▶ _WHAT IS NEEDED_: Could you swap "pixel coordinates" for "image coordinates" throughout the data below and reproduce every line with nothing else altered?

(Dataset rows)

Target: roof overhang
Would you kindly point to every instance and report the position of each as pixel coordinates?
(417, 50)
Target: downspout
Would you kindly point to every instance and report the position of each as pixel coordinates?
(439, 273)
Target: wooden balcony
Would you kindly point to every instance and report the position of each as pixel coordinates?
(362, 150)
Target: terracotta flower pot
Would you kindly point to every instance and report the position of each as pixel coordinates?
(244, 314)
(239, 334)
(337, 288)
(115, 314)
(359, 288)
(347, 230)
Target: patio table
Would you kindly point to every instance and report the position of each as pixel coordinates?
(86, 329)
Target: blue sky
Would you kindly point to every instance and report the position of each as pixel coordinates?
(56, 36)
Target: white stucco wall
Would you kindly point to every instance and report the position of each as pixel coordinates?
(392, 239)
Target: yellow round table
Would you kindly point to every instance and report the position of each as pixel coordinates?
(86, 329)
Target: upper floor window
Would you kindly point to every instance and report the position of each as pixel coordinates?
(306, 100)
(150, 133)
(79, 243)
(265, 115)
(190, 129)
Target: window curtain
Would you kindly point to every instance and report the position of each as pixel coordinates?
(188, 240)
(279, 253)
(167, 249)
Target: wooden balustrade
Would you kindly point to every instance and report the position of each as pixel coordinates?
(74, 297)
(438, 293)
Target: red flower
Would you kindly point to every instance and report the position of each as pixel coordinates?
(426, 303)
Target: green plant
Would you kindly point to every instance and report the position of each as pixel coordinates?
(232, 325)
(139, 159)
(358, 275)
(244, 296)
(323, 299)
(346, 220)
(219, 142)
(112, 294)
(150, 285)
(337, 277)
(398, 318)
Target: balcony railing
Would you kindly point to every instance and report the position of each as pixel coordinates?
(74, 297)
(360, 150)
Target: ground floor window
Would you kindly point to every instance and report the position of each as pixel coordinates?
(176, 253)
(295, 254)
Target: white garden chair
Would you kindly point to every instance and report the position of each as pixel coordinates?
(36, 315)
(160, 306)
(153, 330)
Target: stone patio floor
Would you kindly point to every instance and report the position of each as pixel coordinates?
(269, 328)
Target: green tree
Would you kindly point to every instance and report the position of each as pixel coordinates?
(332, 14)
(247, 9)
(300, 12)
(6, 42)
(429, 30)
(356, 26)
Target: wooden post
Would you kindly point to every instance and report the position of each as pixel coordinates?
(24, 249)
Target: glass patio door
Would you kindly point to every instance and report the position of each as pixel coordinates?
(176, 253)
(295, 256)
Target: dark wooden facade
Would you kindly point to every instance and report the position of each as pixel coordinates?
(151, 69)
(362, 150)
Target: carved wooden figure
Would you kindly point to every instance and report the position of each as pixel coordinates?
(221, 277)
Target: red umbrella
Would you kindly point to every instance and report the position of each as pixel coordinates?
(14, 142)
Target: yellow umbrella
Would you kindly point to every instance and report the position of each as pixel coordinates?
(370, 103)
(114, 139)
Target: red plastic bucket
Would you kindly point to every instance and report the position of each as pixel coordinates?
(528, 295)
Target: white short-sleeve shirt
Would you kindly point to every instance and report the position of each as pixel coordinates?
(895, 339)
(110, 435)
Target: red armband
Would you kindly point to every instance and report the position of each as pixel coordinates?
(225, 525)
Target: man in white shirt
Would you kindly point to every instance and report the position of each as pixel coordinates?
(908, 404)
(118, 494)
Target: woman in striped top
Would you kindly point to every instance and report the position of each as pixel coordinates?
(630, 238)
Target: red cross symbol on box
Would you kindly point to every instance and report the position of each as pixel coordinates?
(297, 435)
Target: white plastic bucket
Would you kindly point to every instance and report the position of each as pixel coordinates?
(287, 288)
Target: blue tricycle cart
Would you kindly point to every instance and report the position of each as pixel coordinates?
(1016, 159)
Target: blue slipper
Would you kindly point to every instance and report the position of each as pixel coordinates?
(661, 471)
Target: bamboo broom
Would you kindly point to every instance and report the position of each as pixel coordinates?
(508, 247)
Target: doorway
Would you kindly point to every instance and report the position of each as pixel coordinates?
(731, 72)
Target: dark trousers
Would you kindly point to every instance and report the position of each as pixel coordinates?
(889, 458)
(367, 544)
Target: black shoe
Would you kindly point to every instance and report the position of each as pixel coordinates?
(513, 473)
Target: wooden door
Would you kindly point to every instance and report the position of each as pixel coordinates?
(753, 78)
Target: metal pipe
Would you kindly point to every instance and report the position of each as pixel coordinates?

▶ _WRITTEN ANSWER_:
Target: roof overhang
Would you kindly point to every instance and report the position of each as image coordinates?
(417, 50)
Target: downspout
Would you kindly point to every instance and report the position of each as image coordinates?
(439, 273)
Target: wooden balcony
Would you kindly point to every instance and report the position of each as image coordinates?
(362, 150)
Target: terracotta flower pot
Would you kindly point to every instance and report the position of each as image coordinates?
(244, 314)
(239, 334)
(337, 288)
(115, 314)
(359, 288)
(347, 230)
Target: patio table
Would you kindly point to every instance and report the position of each as image coordinates?
(86, 329)
Target: blue sky
Would you kindly point to every instance and report the position of each as image coordinates?
(56, 36)
Target: white stucco wall
Would you kindly point to every instance and report the position of each as image coordinates?
(392, 239)
Target: yellow round table
Would you kindly point to every instance and report the position of each as image coordinates?
(86, 329)
Target: upper floor window
Would you kindly point to every instance and report the position of each as image coordinates?
(306, 100)
(150, 133)
(79, 243)
(265, 115)
(190, 129)
Target: window curtain
Would you kindly point to every instance and report the position of each as image coordinates?
(188, 240)
(279, 253)
(167, 249)
Target: wooden balustrade
Would you kindly point to every instance and report the position of each as image coordinates?
(74, 297)
(438, 293)
Target: red flower
Would you kindly point to every instance and report the position of each as image coordinates?
(426, 303)
Target: green plant
Would you kindly point to every instance and report the position of each as image coordinates?
(232, 325)
(139, 159)
(358, 275)
(244, 296)
(323, 299)
(346, 220)
(219, 142)
(112, 294)
(150, 285)
(337, 277)
(398, 318)
Target: balcony railing
Would you kindly point to every instance and report the position of each as image coordinates?
(74, 297)
(360, 150)
Target: ground floor window
Would you kindly point to every instance and report the position of each as image coordinates?
(176, 253)
(295, 254)
Target: white garden chair
Would you kindly point to every instance and report the position of each as image coordinates?
(36, 315)
(160, 306)
(153, 330)
Target: stone patio floor
Would you kindly point to every instance and report the position of each as image coordinates?
(269, 328)
Target: green tree
Would you kindly point to every instance and report the position of each as image coordinates?
(332, 14)
(247, 9)
(300, 12)
(6, 42)
(429, 30)
(356, 26)
Target: wooden post
Would you kindly point to every instance and report the position of each as image coordinates?
(24, 249)
Target: glass patio door
Would you kindly point to every instance and report the position of each as image coordinates?
(176, 253)
(295, 256)
Target: dark wooden facade
Would you kindly point to every instance and report the position of each as image coordinates?
(151, 69)
(362, 150)
Target: carved wooden figure
Would you kindly point to every instance and report the position of each as image coordinates?
(221, 277)
Target: red umbrella
Would you kindly point to every instance and report the position of each as image coordinates?
(14, 142)
Target: yellow umbrella
Would you kindly point to every instance and report the position of each as image coordinates?
(370, 103)
(114, 139)
Target: red plastic bucket
Would you kindly point to every instance and report the position of each as image coordinates?
(528, 295)
Target: white short-sleeve shirt
Would you kindly point to every instance and report the position of each as image coordinates?
(895, 339)
(110, 435)
Target: red armband
Would you kindly point to every instance and report the position of each as image coordinates?
(225, 525)
Target: man in white shirt
Would you kindly point to every instance and report the position of each as image coordinates?
(908, 404)
(118, 494)
Target: woman in striped top
Would you kindly point to every instance and report the position of each as image coordinates?
(630, 238)
Target: red cross symbol on box
Would you kindly point to every instance and report the position of each as image coordinates?
(297, 435)
Target: white plastic bucket
Would you kindly point to every instance and report the position of each as image coordinates?
(287, 288)
Target: blue tricycle cart
Would you kindly point to every instance and report the position of each as image coordinates?
(1016, 159)
Target: blue slipper
Would you kindly point to every instance and report the position of each as image coordinates?
(661, 471)
Target: bamboo broom
Would you kindly point to every instance and report the position of each as image coordinates?
(508, 247)
Target: doorway
Would you kindly point to every instance and report the position of each as image coordinates?
(731, 72)
Target: dark trousers
Would you kindly point to every instance and report the position of each as image coordinates?
(889, 458)
(367, 544)
Target: black shoe
Would you kindly point to every instance and report the position of each as image coordinates?
(513, 473)
Target: wooden door
Would you kindly point to every instance and report the position of each as image coordinates?
(753, 78)
Target: metal pipe
Would you kindly point to every instance and report the position of each as image coordinates?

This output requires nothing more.